Pick out every line of the material below that contains the string "tree", matching case exactly, and copy those lines.
═════ Records for this task ═════
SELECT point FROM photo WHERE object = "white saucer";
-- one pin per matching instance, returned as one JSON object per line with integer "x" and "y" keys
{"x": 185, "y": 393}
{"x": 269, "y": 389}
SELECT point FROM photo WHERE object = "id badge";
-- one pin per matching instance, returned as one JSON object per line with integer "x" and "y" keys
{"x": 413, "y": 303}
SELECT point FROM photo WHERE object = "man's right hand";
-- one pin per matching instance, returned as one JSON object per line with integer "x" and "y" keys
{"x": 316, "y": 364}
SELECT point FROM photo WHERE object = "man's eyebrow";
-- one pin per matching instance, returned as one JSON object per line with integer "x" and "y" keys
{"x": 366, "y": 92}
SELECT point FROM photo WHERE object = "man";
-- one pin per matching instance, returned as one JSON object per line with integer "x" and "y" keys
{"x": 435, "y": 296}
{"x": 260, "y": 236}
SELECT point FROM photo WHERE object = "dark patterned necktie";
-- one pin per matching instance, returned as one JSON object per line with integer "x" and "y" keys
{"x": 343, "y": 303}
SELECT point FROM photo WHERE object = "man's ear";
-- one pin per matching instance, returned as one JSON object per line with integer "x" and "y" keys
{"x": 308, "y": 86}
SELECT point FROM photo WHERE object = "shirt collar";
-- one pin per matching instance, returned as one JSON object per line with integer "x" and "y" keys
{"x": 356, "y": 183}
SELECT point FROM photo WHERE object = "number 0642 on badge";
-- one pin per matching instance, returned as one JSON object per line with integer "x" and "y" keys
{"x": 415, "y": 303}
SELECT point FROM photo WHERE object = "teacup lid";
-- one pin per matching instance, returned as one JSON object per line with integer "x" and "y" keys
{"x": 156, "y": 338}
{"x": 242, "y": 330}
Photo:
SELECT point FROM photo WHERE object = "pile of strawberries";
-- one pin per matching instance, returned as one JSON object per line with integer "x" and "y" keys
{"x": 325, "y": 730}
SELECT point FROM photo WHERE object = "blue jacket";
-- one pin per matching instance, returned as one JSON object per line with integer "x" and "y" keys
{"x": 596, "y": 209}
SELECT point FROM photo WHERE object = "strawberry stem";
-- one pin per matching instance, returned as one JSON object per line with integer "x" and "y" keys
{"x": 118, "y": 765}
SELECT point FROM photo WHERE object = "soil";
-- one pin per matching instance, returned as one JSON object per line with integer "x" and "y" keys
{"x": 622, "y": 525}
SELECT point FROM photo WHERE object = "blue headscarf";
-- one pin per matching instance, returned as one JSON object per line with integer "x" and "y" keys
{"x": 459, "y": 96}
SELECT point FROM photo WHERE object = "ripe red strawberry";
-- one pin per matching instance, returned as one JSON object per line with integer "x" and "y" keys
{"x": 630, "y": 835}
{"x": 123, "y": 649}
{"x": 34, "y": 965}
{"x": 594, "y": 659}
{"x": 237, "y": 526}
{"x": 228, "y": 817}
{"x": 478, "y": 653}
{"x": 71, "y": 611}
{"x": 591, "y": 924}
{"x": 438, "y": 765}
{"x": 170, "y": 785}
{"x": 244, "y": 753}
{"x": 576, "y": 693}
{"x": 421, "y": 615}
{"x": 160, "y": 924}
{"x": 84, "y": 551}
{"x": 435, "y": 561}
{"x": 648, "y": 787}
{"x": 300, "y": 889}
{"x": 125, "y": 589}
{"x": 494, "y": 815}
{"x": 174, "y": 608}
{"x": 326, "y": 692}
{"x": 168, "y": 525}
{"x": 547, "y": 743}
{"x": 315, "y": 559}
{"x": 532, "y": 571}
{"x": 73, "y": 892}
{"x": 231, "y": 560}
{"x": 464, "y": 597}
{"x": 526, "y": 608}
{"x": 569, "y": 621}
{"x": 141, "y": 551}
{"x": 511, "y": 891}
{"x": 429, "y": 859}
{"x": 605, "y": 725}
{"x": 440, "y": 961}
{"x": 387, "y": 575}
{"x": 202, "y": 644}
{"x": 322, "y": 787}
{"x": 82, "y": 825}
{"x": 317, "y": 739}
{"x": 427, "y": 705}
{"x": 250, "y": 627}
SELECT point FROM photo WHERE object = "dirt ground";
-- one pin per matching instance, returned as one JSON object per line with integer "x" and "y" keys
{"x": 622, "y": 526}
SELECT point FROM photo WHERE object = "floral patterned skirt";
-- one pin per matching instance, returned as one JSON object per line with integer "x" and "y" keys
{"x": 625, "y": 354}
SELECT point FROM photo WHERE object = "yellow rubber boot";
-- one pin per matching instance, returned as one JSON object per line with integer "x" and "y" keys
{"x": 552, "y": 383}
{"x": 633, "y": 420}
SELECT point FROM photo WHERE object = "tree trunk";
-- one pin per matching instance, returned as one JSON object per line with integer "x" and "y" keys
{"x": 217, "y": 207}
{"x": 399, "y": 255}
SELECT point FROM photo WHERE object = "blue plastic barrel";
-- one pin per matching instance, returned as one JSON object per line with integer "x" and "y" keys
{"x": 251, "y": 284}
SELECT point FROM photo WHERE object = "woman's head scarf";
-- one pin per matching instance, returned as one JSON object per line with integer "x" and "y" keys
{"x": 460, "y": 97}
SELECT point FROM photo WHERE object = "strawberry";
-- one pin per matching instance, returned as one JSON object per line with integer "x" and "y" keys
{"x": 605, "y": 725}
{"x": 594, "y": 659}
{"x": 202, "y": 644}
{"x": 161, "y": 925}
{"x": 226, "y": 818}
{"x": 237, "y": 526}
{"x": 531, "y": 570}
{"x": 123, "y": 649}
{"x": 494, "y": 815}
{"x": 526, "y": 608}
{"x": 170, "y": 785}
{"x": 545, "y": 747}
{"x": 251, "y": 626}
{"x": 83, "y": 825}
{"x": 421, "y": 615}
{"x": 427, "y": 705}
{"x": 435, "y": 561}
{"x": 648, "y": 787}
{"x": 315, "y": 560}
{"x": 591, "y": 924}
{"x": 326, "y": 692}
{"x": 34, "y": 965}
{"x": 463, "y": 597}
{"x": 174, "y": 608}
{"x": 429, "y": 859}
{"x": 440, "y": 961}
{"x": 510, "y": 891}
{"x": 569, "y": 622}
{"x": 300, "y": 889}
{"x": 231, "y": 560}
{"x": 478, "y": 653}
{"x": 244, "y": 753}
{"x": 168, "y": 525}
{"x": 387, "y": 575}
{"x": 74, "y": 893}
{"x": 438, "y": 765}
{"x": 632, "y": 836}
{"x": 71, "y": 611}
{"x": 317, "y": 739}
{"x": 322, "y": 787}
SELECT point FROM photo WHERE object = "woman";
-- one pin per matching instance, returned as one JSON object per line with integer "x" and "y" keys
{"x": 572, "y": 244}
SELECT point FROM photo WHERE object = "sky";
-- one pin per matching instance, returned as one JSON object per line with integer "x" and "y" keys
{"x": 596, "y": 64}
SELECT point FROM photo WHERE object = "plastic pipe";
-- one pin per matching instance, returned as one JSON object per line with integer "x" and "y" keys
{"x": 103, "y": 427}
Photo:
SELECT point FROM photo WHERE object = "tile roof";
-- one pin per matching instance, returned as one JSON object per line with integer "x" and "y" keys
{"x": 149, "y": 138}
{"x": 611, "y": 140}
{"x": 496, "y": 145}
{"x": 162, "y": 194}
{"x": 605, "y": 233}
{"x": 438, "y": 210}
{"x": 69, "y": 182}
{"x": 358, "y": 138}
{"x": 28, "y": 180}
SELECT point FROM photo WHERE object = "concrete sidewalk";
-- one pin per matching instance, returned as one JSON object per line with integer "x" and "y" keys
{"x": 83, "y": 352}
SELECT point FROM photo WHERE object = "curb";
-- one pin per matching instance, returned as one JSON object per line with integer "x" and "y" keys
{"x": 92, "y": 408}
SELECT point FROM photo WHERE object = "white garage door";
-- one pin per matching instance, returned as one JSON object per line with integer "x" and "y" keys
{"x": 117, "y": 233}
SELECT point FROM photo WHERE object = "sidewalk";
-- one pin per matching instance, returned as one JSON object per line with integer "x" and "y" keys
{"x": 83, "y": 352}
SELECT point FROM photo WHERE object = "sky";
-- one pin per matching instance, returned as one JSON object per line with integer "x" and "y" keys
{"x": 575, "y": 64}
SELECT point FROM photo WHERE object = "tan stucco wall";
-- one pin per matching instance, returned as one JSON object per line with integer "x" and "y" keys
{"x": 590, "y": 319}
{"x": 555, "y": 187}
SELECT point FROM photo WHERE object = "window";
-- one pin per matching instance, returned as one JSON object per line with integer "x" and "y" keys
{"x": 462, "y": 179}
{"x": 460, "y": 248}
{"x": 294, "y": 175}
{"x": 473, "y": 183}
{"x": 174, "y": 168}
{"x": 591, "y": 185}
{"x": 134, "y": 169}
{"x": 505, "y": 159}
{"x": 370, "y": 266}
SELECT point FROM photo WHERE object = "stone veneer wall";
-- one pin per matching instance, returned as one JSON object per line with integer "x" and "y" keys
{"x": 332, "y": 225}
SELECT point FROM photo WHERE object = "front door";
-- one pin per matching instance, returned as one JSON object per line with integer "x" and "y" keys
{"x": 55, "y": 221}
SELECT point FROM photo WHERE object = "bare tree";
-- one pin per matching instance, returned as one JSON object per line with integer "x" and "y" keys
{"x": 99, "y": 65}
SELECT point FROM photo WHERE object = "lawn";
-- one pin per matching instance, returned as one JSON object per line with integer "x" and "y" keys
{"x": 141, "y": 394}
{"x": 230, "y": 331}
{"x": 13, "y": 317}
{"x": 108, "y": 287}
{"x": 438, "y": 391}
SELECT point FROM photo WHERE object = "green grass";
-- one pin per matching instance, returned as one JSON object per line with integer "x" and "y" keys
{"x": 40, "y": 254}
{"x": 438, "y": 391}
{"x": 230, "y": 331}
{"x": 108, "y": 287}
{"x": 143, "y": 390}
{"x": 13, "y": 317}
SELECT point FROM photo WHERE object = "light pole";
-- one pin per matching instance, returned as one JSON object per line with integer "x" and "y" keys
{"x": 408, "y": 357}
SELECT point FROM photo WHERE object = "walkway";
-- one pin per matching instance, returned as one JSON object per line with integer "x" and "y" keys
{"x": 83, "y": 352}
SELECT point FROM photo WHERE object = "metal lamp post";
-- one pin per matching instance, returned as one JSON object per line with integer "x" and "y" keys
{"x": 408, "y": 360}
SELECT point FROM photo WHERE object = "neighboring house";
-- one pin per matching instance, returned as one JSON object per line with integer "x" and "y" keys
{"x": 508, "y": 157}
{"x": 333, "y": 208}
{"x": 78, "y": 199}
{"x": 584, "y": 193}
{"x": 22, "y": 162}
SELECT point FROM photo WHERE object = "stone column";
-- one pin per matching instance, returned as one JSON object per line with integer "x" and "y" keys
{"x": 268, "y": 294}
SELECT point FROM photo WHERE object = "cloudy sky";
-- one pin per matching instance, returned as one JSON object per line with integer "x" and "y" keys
═════
■ **Finished exercise**:
SELECT point FROM photo WHERE object = "tree trunk";
SELECT point FROM photo WHERE object = "bare tree";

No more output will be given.